[Selected excerpt]
What Should I Know Before Taking Lipitor?
Before you start taking any medicine, you need to know all about it, including the dos and don’ts associated with it as well as its common side effects. Lipitor is no different. Here are the common things you need to know before you start taking Lipitor.
Tell your doctor in advance if you have a thyroid disorder of some kind.
People with any history of liver disease or renal failure need to consult their doctor before taking Lipitor.
Tell your doctor about any and every medication that you take. The interaction of any of these medicines with Lipitor might be potentially harmful and it is advisable that you deal with any eventuality well in advance.
Keep a list of all the medications you take and show them to your doctor and any healthcare provider who treats you.
Consult your doctor if you take more than two alcoholic beverages each day. Lipitor affects the liver and hence, people who drink are at an increased risk of being affected.
The active ingredient in Lipitor is atorvastatin, which works as a HMG CoA reductase inhibitor, stopping the production of cholesterol in the liver by blocking the enzyme responsible for producing it.
How It Works
Lipitor belongs to a class of drugs known as HMG CoA reductase inhibitors. These drugs reduce the levels of “bad” cholesterol i.e. low-density lipoprotein(LDL) as well as triglycerides, while increasing the blood levels of good high-density lipoprotein (HDL) cholesterol in the body. Lipitor blocks the enzyme HMG-CoA reductase, which is responsible for the production of cholesterol. This inhibits the production of cholesterol in the liver.
Lipitor is available in tablets of 10, 20, 40, and 80 mg. The prescription depends on the severity of the condition and the patient’s response to the treatment. Lipitor is to be taken once daily, usually starting with 10-20 mg per day. It can be taken any time of the day, with our without any food intake.

[Data extract]
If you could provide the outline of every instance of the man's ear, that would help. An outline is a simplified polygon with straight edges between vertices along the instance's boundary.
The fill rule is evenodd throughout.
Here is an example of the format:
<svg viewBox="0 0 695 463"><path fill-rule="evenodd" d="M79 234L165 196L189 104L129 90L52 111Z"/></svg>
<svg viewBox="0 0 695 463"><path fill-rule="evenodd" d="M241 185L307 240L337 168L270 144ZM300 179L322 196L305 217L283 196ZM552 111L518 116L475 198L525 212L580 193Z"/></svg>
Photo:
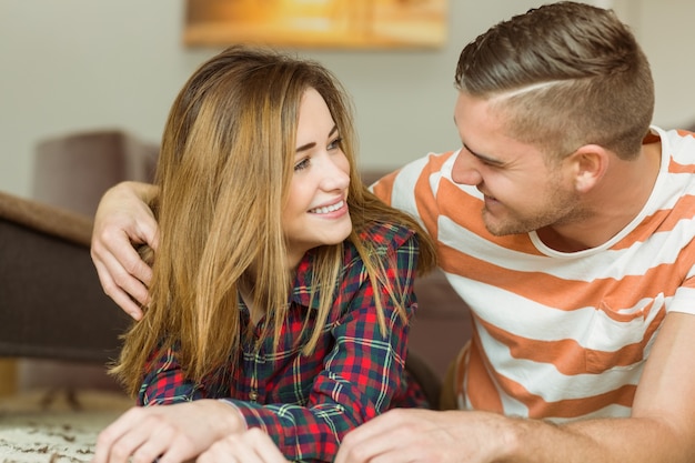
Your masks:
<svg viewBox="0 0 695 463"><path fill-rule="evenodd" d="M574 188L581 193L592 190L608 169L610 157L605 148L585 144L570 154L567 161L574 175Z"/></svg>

...

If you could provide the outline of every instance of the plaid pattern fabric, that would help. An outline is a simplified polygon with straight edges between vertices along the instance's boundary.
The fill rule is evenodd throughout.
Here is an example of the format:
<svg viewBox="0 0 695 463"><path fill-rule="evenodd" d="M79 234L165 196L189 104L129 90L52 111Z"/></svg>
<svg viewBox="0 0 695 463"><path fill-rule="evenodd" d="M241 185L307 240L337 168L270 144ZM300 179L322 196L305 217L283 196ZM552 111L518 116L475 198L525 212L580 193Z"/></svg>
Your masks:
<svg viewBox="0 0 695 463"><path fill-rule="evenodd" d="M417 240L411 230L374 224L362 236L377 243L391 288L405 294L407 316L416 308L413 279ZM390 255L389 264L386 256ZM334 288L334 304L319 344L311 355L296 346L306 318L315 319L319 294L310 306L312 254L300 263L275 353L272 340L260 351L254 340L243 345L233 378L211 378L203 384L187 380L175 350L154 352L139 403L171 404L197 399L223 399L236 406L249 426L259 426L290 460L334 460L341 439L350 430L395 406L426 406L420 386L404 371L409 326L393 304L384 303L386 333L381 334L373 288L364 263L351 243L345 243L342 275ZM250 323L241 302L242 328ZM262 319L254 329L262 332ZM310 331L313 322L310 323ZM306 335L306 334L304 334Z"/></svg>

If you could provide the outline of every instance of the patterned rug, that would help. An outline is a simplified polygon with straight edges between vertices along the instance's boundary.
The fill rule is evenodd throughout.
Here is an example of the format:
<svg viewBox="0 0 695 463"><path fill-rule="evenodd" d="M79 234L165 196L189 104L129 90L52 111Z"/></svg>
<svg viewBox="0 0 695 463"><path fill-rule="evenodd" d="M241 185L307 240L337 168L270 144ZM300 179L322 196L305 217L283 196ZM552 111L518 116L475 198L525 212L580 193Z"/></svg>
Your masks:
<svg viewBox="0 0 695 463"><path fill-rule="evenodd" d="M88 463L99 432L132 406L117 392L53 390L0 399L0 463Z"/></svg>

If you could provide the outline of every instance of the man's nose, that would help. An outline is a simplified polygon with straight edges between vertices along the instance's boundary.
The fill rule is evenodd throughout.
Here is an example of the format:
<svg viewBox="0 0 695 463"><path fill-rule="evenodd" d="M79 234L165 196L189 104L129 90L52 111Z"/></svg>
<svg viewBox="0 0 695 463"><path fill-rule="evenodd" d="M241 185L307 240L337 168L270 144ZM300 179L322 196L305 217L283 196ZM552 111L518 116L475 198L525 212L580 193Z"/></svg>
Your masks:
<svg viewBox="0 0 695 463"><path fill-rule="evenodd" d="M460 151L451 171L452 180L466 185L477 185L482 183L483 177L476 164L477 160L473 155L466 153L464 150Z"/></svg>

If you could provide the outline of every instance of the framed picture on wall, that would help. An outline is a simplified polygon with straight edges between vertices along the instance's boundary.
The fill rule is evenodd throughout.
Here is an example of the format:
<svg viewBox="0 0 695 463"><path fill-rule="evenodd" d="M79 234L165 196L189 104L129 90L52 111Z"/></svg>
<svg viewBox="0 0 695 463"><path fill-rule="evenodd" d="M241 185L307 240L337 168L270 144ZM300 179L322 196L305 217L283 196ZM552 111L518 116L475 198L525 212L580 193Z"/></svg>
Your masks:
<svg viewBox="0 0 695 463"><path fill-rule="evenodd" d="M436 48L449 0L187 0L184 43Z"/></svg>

--

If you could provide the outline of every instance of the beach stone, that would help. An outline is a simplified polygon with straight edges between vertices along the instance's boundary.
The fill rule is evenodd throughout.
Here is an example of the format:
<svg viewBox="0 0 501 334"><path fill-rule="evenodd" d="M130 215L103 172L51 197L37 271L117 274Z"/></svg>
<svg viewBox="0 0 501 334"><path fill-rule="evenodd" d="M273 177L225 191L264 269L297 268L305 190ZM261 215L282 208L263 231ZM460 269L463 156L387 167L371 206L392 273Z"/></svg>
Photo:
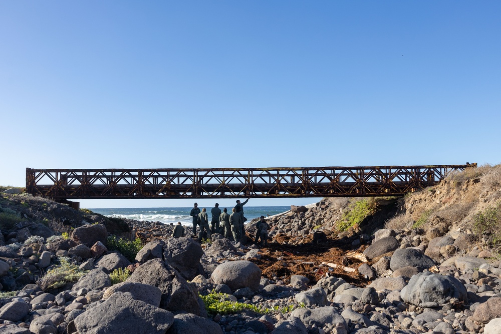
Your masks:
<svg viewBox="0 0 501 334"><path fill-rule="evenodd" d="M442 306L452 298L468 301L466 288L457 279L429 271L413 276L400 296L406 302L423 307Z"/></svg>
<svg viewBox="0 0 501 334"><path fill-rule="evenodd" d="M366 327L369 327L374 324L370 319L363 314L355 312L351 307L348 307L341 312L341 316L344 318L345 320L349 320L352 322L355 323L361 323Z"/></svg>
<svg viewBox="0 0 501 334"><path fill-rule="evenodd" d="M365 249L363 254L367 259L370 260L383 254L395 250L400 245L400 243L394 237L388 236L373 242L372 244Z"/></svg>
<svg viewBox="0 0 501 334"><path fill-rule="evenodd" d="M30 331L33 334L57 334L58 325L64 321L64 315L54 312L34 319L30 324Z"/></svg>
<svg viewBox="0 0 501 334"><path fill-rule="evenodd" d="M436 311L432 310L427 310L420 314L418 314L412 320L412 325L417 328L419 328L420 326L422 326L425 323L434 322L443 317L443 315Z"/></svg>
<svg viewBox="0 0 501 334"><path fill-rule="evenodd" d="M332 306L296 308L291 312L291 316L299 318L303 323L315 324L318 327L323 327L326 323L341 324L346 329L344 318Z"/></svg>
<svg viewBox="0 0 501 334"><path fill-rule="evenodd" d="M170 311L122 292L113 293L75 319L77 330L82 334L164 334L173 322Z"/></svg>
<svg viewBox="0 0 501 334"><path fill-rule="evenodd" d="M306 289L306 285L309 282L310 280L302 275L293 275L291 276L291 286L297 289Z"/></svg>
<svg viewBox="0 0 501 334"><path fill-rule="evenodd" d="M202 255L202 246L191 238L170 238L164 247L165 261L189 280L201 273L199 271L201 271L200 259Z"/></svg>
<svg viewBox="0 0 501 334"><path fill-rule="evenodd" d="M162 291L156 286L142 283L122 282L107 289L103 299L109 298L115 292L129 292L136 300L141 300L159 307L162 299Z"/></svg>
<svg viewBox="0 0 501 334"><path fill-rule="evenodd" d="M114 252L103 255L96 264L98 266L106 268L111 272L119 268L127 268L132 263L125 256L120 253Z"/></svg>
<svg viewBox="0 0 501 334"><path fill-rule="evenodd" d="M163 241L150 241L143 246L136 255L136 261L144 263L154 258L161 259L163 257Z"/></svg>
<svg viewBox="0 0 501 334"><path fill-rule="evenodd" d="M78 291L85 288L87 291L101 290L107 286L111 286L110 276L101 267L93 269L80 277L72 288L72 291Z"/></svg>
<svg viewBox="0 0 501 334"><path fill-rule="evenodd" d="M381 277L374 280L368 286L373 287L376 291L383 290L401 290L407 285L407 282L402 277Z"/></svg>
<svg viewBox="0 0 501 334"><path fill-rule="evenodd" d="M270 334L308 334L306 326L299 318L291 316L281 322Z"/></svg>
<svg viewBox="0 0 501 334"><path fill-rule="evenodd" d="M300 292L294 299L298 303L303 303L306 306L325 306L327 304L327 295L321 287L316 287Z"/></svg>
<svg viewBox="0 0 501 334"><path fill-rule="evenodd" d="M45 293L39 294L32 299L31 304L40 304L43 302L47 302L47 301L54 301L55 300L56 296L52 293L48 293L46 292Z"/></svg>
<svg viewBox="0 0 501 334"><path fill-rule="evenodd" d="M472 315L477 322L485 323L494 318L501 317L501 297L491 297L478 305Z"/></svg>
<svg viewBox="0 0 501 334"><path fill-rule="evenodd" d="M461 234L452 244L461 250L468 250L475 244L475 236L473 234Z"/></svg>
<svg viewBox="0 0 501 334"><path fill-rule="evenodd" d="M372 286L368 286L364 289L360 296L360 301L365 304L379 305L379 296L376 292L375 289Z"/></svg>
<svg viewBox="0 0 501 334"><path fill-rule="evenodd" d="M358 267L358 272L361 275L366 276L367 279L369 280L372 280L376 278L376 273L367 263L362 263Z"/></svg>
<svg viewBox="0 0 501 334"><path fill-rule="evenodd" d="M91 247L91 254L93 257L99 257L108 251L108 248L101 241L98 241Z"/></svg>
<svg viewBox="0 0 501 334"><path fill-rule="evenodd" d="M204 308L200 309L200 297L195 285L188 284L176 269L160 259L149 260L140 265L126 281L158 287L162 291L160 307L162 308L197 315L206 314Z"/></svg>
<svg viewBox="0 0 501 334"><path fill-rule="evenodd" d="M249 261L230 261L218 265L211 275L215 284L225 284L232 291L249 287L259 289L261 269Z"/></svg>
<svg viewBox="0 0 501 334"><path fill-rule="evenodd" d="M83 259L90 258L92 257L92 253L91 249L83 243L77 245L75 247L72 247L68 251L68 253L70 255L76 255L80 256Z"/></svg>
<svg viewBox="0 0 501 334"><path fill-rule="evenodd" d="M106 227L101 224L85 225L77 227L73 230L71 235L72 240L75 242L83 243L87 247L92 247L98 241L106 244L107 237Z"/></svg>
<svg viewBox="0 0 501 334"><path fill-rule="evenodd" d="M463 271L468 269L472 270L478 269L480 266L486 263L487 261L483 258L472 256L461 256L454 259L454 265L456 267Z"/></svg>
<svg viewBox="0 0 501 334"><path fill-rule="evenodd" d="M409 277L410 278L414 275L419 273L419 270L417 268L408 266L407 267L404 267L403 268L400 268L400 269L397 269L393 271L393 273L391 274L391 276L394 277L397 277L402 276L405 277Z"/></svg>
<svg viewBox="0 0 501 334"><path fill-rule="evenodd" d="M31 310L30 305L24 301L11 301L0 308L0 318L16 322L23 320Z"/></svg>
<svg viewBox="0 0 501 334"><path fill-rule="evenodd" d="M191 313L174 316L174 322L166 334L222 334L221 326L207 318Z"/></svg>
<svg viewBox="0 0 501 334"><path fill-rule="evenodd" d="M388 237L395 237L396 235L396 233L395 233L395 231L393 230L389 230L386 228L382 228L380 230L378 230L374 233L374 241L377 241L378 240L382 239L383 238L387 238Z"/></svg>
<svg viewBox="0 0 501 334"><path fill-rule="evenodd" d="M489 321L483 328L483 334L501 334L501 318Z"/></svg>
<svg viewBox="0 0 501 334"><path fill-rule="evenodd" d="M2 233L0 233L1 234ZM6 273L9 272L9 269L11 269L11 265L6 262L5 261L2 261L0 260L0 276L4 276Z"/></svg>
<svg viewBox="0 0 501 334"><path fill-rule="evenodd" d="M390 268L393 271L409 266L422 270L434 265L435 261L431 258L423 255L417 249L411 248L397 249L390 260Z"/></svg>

[Work request]
Can you repeat the Lipitor text word for word, starting with "People with any" and going on through "who treats you."?

[Problem solution]
People with any history of liver disease or renal failure need to consult their doctor before taking Lipitor.
Tell your doctor about any and every medication that you take. The interaction of any of these medicines with Lipitor might be potentially harmful and it is advisable that you deal with any eventuality well in advance.
Keep a list of all the medications you take and show them to your doctor and any healthcare provider who treats you.